● HOW TO COMPLETE THIS TASK
Could you transcribe each record below exactly as written, setting the pictures aside?

*****

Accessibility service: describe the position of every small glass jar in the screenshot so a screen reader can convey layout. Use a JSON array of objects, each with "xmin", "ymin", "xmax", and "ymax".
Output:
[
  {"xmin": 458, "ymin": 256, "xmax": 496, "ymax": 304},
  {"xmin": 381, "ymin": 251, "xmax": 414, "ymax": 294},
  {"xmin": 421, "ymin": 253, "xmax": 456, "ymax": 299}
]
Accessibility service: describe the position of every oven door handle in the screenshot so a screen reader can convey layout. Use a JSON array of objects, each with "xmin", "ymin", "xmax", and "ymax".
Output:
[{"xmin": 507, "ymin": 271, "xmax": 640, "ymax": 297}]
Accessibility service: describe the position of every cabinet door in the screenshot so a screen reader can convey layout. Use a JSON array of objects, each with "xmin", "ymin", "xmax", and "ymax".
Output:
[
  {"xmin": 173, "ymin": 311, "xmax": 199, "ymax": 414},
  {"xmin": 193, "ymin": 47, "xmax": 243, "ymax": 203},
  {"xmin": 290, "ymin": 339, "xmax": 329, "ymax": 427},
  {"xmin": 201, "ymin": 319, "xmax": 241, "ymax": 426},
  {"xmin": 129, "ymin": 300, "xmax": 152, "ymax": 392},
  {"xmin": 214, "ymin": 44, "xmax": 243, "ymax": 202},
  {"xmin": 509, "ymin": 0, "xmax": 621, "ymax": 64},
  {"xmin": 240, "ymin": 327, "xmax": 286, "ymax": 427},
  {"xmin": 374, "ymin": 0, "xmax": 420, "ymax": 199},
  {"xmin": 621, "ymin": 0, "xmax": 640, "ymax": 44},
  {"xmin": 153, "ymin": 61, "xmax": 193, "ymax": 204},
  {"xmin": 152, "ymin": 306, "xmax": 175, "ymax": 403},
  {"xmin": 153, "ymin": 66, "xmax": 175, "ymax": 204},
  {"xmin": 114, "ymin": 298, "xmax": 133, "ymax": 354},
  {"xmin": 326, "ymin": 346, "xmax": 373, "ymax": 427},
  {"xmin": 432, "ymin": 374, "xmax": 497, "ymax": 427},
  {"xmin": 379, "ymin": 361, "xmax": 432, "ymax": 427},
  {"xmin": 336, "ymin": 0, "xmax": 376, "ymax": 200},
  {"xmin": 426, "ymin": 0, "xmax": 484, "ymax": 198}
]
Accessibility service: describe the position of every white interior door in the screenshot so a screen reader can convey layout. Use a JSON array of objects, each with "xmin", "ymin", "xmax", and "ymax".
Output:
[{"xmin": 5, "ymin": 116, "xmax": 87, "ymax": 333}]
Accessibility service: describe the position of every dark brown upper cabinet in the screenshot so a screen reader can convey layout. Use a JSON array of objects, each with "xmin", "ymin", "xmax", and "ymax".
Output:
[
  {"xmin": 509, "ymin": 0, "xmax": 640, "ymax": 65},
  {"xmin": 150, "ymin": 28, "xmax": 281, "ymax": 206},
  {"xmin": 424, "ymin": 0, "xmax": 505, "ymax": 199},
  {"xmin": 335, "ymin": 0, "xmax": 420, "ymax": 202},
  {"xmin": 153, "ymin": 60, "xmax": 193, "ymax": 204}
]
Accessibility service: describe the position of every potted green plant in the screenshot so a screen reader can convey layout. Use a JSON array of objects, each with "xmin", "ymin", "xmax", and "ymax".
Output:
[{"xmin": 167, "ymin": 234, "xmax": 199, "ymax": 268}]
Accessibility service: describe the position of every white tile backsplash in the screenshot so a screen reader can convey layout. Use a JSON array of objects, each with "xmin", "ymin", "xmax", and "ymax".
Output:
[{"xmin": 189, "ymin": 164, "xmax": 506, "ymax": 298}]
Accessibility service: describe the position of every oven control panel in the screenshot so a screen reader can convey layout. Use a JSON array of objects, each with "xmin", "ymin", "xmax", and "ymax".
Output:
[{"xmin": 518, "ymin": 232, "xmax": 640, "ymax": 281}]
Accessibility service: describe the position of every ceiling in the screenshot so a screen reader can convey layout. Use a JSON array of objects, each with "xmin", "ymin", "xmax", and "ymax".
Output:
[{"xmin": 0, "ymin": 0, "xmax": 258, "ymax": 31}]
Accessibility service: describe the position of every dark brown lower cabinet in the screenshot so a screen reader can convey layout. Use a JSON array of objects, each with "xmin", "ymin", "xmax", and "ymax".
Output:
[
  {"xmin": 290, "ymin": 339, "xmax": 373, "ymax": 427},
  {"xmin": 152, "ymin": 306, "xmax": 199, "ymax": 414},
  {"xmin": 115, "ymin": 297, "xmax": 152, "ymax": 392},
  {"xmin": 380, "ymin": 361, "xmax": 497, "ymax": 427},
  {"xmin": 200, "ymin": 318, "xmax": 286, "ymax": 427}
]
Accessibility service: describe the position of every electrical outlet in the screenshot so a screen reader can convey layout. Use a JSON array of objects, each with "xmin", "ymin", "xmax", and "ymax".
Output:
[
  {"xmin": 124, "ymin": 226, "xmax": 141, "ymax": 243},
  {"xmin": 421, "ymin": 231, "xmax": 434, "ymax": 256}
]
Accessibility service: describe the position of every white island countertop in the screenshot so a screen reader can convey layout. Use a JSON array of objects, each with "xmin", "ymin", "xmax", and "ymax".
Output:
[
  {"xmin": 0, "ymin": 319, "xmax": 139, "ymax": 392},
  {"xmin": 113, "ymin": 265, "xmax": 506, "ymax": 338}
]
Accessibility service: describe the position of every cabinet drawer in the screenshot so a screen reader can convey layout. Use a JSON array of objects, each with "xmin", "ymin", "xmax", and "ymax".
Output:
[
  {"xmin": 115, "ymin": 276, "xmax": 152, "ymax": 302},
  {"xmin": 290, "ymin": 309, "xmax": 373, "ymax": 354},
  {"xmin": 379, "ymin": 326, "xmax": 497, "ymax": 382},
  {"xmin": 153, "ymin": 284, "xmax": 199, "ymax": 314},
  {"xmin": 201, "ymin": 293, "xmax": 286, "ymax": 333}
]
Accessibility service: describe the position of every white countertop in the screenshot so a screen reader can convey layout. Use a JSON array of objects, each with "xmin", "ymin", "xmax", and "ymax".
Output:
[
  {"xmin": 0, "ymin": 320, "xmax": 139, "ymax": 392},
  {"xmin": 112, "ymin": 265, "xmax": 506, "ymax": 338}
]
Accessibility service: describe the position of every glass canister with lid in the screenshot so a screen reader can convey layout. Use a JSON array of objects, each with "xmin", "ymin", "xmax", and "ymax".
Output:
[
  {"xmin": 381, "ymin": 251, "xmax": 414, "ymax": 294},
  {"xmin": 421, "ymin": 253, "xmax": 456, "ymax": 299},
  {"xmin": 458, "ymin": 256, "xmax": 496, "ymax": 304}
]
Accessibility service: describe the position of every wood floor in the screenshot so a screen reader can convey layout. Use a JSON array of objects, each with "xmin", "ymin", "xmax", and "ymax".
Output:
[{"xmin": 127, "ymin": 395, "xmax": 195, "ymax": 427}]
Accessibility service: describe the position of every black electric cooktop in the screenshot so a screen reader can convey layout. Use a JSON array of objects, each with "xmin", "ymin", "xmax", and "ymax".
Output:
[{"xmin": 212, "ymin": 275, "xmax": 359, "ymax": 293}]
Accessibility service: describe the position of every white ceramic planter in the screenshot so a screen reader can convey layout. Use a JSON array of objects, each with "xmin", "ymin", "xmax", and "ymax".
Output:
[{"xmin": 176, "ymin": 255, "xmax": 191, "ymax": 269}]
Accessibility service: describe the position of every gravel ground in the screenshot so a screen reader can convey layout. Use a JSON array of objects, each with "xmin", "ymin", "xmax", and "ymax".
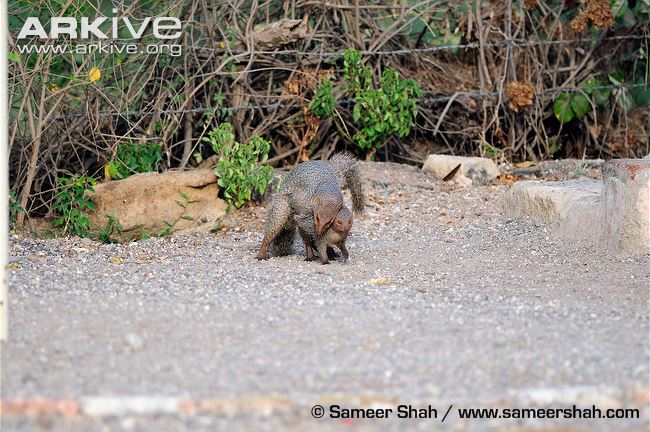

*****

● ANSWER AREA
Accessibility service: describe the position of every small glass jar in the screenshot so a screen reader can convey layout. Use a JSON array of objects, each with "xmin", "ymin", "xmax", and "ymax".
Output:
[
  {"xmin": 458, "ymin": 256, "xmax": 496, "ymax": 304},
  {"xmin": 381, "ymin": 251, "xmax": 414, "ymax": 294},
  {"xmin": 421, "ymin": 253, "xmax": 456, "ymax": 299}
]
Accessibility service: describe the position of every oven door handle in the screenshot so a screen reader can convey layout. Use a JSON array of objects, each with "xmin", "ymin", "xmax", and "ymax".
Output:
[{"xmin": 507, "ymin": 271, "xmax": 640, "ymax": 297}]
Accessibility service: describe the position of every cabinet door in the screenshot so a screen reader can convey layout. Use a JSON array of objects, each with "xmin", "ymin", "xmax", and "ymax".
Output:
[
  {"xmin": 173, "ymin": 311, "xmax": 199, "ymax": 414},
  {"xmin": 193, "ymin": 47, "xmax": 243, "ymax": 203},
  {"xmin": 290, "ymin": 339, "xmax": 329, "ymax": 427},
  {"xmin": 201, "ymin": 319, "xmax": 241, "ymax": 426},
  {"xmin": 129, "ymin": 300, "xmax": 152, "ymax": 392},
  {"xmin": 214, "ymin": 44, "xmax": 243, "ymax": 202},
  {"xmin": 509, "ymin": 0, "xmax": 621, "ymax": 64},
  {"xmin": 240, "ymin": 327, "xmax": 286, "ymax": 427},
  {"xmin": 374, "ymin": 0, "xmax": 420, "ymax": 199},
  {"xmin": 621, "ymin": 0, "xmax": 640, "ymax": 44},
  {"xmin": 153, "ymin": 61, "xmax": 193, "ymax": 204},
  {"xmin": 152, "ymin": 306, "xmax": 175, "ymax": 403},
  {"xmin": 153, "ymin": 66, "xmax": 175, "ymax": 204},
  {"xmin": 114, "ymin": 298, "xmax": 133, "ymax": 354},
  {"xmin": 326, "ymin": 346, "xmax": 373, "ymax": 427},
  {"xmin": 432, "ymin": 374, "xmax": 497, "ymax": 427},
  {"xmin": 379, "ymin": 361, "xmax": 432, "ymax": 427},
  {"xmin": 336, "ymin": 0, "xmax": 376, "ymax": 200},
  {"xmin": 426, "ymin": 0, "xmax": 484, "ymax": 198}
]
Accessibility service: describe the position of every white interior door in the screenshot so a screen reader can convey layout. Use a JSON array of objects, each with "xmin", "ymin", "xmax", and "ymax".
Output:
[{"xmin": 5, "ymin": 116, "xmax": 87, "ymax": 333}]
Accessibility service: describe the position of every dark brown upper cabinet in the screenshot so a screen reader can convey layout. Use a JSON array of objects, each with "xmin", "ymin", "xmax", and "ymax".
Output:
[
  {"xmin": 509, "ymin": 0, "xmax": 640, "ymax": 65},
  {"xmin": 150, "ymin": 28, "xmax": 281, "ymax": 206},
  {"xmin": 424, "ymin": 0, "xmax": 505, "ymax": 199},
  {"xmin": 335, "ymin": 0, "xmax": 420, "ymax": 202},
  {"xmin": 153, "ymin": 60, "xmax": 193, "ymax": 204}
]
Accessibility service: describe the position of every potted green plant in the screenshot so a screen reader can convey layout. Use a JSON array of objects, each with "xmin", "ymin", "xmax", and "ymax".
Output:
[{"xmin": 167, "ymin": 234, "xmax": 199, "ymax": 268}]
Accessibility service: describe the position of every white tile backsplash in the screenshot so a screen reader can convey layout. Use a JSON array of objects, each with "xmin", "ymin", "xmax", and "ymax".
Output:
[{"xmin": 189, "ymin": 164, "xmax": 506, "ymax": 298}]
Accessibility service: describe the position of every oven control panel in the screenshot so a screen reader can convey layout. Use a JSON array of objects, each with "xmin", "ymin", "xmax", and "ymax".
Output:
[{"xmin": 518, "ymin": 232, "xmax": 640, "ymax": 281}]
Accessibility service: describe the position of every ceiling in the screenshot so a screen reader can convey layout. Use a JSON array of objects, each with "xmin", "ymin", "xmax", and "ymax".
Output:
[{"xmin": 0, "ymin": 0, "xmax": 258, "ymax": 31}]
Accessibility service: describe the position of every dark brown lower cabinet in the screenshot so a screen reader can convey layout. Use a JSON array of objects, each with "xmin", "ymin", "xmax", and "ymax".
Output:
[
  {"xmin": 290, "ymin": 339, "xmax": 373, "ymax": 427},
  {"xmin": 152, "ymin": 306, "xmax": 199, "ymax": 414},
  {"xmin": 115, "ymin": 297, "xmax": 152, "ymax": 392},
  {"xmin": 380, "ymin": 361, "xmax": 497, "ymax": 427},
  {"xmin": 200, "ymin": 318, "xmax": 286, "ymax": 427}
]
Accessibility service: describe the position of every electrical outlet in the screenshot so a screen reader can convey layout. Use a JSON array of objects, each with "xmin", "ymin", "xmax", and "ymax".
Output:
[
  {"xmin": 124, "ymin": 226, "xmax": 141, "ymax": 243},
  {"xmin": 421, "ymin": 231, "xmax": 434, "ymax": 256}
]
Accessibility service: describe the position of every white island countertop in the screenshot so a screen reader can convey layout. Use a JSON array of objects, each with "xmin", "ymin", "xmax", and "ymax".
Output:
[
  {"xmin": 0, "ymin": 319, "xmax": 139, "ymax": 392},
  {"xmin": 113, "ymin": 265, "xmax": 506, "ymax": 338}
]
Accessibility service: describe the position of every cabinet drawer in the screenshot so a screen reader can convey layout. Use a JSON array of objects, each with "xmin", "ymin", "xmax", and "ymax".
Output:
[
  {"xmin": 115, "ymin": 276, "xmax": 152, "ymax": 302},
  {"xmin": 290, "ymin": 309, "xmax": 373, "ymax": 354},
  {"xmin": 379, "ymin": 326, "xmax": 497, "ymax": 382},
  {"xmin": 153, "ymin": 284, "xmax": 199, "ymax": 314},
  {"xmin": 201, "ymin": 293, "xmax": 286, "ymax": 333}
]
Accessibility service: describe the position of every white countertop in the screenshot so a screen reader can convey layout. Use a JSON array of objects, each with "xmin", "ymin", "xmax", and "ymax".
Output:
[
  {"xmin": 0, "ymin": 320, "xmax": 139, "ymax": 392},
  {"xmin": 112, "ymin": 265, "xmax": 506, "ymax": 338}
]
Accessibility service: describe the position of every glass canister with lid in the screenshot so a screen reader can convey layout. Use a JSON array of objects, each with "xmin", "ymin", "xmax", and "ymax".
Output:
[
  {"xmin": 381, "ymin": 251, "xmax": 414, "ymax": 294},
  {"xmin": 421, "ymin": 253, "xmax": 456, "ymax": 299},
  {"xmin": 458, "ymin": 256, "xmax": 496, "ymax": 304}
]
Accessibility service: describe the position of every wood floor in the screenshot so a screen reader can convey layout. Use a JSON array of objects, each with "xmin", "ymin", "xmax", and "ymax".
Output:
[{"xmin": 127, "ymin": 395, "xmax": 195, "ymax": 427}]
Accessibility service: describe the position of every black electric cooktop in the screenshot so a screen reader can convey layout. Use a JSON array of objects, each with "xmin", "ymin", "xmax", and "ymax".
Output:
[{"xmin": 212, "ymin": 275, "xmax": 359, "ymax": 293}]
Accessibility service: describe the position of every white ceramic planter in the screenshot so a screen reader can convey layout. Use a JSON array of objects, each with "xmin", "ymin", "xmax", and "ymax".
Output:
[{"xmin": 176, "ymin": 255, "xmax": 191, "ymax": 269}]
Accessibility service: describe the position of every gravel ground in the screenshot so a screen reader can convey layout. Use a JSON array of objects, each with "xmin", "ymin", "xmax", and "ymax".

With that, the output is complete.